## What to produce
Count the lines in the rows below that contain the string "building", matching case exactly, and reply with only the number.
═════ Provided data
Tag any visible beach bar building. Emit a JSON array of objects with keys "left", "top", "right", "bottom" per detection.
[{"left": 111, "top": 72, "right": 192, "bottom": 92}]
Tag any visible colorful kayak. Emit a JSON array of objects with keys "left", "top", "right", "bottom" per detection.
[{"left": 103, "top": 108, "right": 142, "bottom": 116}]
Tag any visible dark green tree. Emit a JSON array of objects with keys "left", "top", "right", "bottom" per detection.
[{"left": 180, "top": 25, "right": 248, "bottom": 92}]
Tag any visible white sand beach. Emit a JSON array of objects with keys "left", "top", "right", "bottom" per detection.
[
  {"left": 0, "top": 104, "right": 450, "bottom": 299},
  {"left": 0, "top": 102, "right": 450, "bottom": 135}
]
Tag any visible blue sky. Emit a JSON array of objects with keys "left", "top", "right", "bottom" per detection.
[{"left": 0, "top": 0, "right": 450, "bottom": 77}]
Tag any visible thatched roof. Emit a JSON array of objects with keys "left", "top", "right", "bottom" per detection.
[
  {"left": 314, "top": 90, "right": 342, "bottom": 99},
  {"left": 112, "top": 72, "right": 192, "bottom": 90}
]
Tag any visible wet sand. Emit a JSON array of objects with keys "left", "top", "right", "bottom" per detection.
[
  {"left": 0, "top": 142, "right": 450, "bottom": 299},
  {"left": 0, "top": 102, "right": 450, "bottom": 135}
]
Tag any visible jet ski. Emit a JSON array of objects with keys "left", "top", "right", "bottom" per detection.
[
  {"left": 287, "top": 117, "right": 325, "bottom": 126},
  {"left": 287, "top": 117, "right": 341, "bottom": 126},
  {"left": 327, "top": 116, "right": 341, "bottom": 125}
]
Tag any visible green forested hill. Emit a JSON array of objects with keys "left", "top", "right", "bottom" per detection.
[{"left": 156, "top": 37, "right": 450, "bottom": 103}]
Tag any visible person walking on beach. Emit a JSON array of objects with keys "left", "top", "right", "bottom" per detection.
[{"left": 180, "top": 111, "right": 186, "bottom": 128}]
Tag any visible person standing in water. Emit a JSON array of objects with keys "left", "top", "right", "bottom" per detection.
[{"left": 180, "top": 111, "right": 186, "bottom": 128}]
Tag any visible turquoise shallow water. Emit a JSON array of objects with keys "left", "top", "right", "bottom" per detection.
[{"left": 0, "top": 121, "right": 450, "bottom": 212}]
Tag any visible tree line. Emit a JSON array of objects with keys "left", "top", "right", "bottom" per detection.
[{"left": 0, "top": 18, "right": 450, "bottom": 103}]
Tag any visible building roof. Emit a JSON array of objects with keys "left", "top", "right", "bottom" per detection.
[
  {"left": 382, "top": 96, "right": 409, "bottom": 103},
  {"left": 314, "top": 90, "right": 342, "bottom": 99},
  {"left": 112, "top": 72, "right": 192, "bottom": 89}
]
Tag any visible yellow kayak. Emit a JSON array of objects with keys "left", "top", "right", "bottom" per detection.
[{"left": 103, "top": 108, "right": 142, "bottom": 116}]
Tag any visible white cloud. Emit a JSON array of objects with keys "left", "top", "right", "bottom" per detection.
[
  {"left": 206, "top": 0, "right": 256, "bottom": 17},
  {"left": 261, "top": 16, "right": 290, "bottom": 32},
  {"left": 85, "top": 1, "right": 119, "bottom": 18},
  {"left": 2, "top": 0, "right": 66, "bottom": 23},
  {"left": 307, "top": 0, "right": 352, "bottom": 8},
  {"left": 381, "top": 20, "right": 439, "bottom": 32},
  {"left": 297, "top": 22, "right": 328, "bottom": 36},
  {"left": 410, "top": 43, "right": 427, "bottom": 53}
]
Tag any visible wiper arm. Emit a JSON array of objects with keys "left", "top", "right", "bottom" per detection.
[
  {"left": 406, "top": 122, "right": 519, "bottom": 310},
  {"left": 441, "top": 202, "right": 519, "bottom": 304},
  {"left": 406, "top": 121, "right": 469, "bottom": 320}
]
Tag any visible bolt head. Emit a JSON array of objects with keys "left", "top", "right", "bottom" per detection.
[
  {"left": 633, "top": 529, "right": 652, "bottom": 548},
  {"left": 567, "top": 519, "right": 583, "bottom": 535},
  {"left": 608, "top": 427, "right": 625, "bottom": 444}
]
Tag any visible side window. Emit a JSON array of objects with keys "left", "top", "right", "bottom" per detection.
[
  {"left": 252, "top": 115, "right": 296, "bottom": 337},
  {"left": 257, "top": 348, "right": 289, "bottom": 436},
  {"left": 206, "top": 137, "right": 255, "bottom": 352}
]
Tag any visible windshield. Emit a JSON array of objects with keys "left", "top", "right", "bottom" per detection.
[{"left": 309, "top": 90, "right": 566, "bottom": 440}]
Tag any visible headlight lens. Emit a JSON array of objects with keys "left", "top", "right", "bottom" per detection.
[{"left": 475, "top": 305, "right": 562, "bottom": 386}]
══════════
═════ Provided data
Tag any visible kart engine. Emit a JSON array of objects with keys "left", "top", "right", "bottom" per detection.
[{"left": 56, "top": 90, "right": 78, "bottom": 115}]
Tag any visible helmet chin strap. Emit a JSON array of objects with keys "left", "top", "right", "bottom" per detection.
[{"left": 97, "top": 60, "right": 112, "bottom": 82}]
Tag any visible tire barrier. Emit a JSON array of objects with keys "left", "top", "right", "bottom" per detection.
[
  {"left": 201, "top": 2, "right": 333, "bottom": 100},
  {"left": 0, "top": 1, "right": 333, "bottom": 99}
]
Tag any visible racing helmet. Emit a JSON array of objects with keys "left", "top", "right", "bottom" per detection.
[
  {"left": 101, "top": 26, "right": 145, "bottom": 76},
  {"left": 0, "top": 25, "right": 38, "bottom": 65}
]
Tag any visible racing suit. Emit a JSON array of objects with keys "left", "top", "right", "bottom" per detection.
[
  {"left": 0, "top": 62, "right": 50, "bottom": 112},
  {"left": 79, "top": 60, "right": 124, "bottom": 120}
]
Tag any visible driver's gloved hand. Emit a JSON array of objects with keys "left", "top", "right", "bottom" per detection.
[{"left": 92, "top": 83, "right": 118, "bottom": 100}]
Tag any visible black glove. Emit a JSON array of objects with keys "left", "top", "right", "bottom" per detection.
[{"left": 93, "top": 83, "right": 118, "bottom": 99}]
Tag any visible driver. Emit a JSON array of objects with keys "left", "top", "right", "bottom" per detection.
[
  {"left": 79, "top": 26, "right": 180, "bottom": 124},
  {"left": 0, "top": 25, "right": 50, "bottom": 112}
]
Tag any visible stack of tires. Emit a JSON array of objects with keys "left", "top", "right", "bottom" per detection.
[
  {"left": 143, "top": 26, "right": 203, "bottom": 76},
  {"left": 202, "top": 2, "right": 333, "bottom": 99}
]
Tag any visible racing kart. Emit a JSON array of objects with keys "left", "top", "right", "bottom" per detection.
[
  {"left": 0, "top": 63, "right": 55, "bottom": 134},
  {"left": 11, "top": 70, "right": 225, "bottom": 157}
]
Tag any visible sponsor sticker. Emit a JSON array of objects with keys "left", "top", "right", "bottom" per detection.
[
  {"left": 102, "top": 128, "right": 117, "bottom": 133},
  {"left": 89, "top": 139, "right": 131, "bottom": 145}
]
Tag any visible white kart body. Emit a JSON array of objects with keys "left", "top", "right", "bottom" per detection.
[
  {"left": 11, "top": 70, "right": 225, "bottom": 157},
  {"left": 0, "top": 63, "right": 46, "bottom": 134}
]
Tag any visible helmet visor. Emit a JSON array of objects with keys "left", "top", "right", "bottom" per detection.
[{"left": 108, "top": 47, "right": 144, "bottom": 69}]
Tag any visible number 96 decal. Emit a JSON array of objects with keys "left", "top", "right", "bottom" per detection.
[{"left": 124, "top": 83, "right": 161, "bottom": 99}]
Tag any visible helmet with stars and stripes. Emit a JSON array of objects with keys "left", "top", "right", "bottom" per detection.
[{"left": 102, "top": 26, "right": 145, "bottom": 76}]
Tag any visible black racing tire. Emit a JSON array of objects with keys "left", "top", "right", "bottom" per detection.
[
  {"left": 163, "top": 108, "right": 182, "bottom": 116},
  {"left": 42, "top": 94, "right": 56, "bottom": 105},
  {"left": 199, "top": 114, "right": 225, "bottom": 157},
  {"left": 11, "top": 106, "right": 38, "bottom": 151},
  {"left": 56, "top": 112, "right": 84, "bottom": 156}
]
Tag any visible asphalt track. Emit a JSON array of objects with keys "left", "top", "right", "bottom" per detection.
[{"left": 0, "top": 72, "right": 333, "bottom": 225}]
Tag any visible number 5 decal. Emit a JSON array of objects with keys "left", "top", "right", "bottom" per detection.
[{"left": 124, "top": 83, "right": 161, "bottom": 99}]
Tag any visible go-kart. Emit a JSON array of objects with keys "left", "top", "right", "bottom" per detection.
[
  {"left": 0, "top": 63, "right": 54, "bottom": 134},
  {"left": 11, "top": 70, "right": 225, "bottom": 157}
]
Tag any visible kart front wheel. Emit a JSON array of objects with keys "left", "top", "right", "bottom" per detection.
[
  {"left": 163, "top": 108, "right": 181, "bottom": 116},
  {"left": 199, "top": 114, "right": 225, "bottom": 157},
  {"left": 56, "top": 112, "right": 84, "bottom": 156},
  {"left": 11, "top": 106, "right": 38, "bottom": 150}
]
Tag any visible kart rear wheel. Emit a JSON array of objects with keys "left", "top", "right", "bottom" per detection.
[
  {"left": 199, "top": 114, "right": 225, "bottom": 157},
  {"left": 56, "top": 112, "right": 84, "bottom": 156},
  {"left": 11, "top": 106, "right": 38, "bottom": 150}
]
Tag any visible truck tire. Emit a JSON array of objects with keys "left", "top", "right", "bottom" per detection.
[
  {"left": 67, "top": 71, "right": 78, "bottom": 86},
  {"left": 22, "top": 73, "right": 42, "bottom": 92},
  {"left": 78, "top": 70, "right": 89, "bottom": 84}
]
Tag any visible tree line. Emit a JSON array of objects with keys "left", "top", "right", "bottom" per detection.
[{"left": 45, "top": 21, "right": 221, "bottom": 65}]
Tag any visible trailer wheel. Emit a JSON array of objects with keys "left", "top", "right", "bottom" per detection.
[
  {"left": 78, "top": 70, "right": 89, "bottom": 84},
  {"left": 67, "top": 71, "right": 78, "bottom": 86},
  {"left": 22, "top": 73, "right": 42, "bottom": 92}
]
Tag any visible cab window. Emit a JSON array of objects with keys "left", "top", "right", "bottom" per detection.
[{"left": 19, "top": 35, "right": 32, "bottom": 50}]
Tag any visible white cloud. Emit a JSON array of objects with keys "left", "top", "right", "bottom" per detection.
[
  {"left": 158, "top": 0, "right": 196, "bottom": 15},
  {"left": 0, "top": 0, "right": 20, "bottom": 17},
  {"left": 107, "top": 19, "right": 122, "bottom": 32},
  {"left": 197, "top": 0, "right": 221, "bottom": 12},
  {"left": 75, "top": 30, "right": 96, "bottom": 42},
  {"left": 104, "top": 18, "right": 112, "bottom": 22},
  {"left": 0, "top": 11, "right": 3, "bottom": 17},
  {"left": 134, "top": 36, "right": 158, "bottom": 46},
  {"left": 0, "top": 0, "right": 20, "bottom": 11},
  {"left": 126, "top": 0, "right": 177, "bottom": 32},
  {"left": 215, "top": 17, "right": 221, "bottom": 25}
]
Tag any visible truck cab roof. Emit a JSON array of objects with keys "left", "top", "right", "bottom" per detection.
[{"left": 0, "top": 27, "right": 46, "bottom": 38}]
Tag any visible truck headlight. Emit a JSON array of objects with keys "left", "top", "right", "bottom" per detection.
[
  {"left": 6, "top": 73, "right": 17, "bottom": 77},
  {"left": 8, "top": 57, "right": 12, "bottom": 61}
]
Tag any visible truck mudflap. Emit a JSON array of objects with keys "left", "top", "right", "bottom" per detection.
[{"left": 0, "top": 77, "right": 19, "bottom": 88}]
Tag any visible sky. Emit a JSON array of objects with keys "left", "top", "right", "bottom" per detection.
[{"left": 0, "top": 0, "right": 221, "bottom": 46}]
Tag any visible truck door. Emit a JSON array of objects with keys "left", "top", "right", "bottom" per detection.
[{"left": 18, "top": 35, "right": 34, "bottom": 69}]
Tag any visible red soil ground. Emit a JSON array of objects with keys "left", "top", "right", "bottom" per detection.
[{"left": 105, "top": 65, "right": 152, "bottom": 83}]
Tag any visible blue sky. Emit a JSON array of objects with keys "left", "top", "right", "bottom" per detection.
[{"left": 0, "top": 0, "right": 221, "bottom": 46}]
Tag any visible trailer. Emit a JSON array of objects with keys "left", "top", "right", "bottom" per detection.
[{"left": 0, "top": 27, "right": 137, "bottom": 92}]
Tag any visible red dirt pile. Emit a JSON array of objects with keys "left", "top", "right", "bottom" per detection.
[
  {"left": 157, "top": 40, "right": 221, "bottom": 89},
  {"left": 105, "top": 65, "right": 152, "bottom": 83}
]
══════════
═════ Provided data
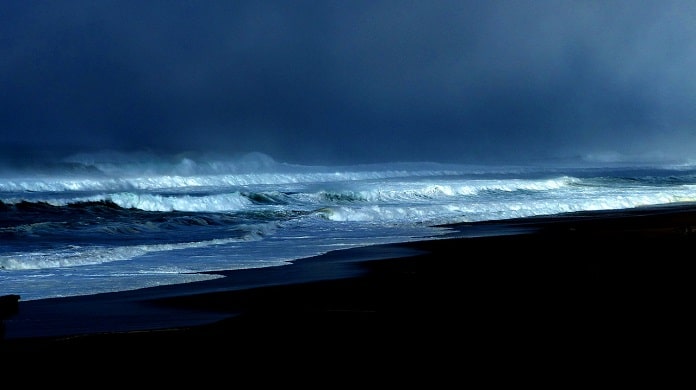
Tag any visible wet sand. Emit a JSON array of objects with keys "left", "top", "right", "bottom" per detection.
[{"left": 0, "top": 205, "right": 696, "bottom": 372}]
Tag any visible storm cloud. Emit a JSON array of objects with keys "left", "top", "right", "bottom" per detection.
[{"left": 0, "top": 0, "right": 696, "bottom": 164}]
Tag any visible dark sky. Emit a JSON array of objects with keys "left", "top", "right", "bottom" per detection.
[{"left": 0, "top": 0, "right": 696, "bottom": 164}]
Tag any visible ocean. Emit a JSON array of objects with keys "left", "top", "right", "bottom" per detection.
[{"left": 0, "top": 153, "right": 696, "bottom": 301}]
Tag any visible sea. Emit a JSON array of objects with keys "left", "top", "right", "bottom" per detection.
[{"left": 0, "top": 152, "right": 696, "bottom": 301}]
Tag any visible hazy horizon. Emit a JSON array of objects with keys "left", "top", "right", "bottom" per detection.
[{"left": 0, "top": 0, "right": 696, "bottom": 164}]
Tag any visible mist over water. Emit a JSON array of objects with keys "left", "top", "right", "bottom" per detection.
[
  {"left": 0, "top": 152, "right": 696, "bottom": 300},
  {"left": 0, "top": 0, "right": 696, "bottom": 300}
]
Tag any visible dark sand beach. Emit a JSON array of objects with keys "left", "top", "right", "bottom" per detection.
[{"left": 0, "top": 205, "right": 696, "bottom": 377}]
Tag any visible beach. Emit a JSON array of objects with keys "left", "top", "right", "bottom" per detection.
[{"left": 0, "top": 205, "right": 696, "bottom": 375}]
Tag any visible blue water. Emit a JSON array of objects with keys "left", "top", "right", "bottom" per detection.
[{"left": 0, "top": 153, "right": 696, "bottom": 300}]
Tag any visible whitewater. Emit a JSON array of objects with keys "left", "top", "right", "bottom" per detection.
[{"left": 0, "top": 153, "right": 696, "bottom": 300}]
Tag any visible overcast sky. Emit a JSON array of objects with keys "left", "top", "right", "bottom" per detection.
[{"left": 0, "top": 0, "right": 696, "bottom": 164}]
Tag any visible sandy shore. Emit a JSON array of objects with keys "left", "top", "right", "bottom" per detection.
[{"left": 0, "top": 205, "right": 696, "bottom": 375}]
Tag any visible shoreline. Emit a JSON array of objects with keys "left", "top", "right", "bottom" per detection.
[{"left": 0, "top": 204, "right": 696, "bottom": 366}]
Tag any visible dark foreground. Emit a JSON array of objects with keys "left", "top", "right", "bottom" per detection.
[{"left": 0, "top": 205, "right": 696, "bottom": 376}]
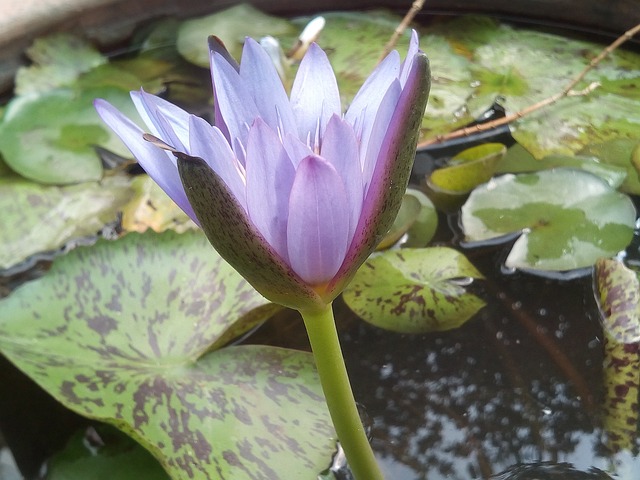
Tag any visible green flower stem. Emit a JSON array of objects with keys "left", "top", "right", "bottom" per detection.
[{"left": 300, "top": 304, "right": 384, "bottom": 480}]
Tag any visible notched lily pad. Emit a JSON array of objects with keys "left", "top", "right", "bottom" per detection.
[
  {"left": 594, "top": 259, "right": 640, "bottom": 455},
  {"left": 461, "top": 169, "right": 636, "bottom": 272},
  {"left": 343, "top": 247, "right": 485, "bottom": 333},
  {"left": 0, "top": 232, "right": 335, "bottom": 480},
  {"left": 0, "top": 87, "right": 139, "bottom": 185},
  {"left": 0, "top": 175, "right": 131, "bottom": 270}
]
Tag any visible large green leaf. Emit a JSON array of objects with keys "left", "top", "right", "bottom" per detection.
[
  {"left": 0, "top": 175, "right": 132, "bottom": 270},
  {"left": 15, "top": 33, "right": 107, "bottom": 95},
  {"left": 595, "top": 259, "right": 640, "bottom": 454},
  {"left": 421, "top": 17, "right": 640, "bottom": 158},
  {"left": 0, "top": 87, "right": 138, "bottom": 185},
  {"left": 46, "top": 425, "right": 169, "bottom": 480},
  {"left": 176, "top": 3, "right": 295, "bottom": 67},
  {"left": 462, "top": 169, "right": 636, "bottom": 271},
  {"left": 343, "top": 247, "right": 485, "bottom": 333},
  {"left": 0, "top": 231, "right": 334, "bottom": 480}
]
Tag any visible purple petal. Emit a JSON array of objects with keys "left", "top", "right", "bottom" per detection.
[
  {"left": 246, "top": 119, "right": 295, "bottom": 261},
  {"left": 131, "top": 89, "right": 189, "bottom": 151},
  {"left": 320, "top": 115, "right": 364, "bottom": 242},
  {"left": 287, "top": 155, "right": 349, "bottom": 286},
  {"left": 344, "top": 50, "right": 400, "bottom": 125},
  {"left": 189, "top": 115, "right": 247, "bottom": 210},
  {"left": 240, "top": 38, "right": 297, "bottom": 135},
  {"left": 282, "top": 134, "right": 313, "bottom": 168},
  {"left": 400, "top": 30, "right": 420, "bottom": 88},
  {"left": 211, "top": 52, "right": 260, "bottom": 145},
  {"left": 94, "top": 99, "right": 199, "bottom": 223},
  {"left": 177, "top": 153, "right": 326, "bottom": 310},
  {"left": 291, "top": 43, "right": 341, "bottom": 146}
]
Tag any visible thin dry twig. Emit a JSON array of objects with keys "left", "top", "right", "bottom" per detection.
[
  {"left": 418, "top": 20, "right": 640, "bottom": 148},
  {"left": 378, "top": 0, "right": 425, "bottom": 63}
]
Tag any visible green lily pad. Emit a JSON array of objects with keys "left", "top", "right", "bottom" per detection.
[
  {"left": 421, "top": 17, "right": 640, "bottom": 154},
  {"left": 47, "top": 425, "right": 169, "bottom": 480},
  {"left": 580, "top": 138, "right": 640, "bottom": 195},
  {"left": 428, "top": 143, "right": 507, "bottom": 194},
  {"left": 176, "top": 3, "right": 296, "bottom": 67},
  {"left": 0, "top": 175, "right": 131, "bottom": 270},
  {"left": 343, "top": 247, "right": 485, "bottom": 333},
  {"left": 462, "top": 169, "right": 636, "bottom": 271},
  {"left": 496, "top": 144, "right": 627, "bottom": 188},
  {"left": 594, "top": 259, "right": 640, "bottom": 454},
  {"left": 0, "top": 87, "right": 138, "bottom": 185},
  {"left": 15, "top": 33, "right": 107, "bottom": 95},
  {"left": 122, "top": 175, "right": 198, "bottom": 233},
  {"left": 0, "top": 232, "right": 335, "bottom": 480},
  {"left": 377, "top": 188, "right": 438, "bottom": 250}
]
══════════
## Output of the exercise
2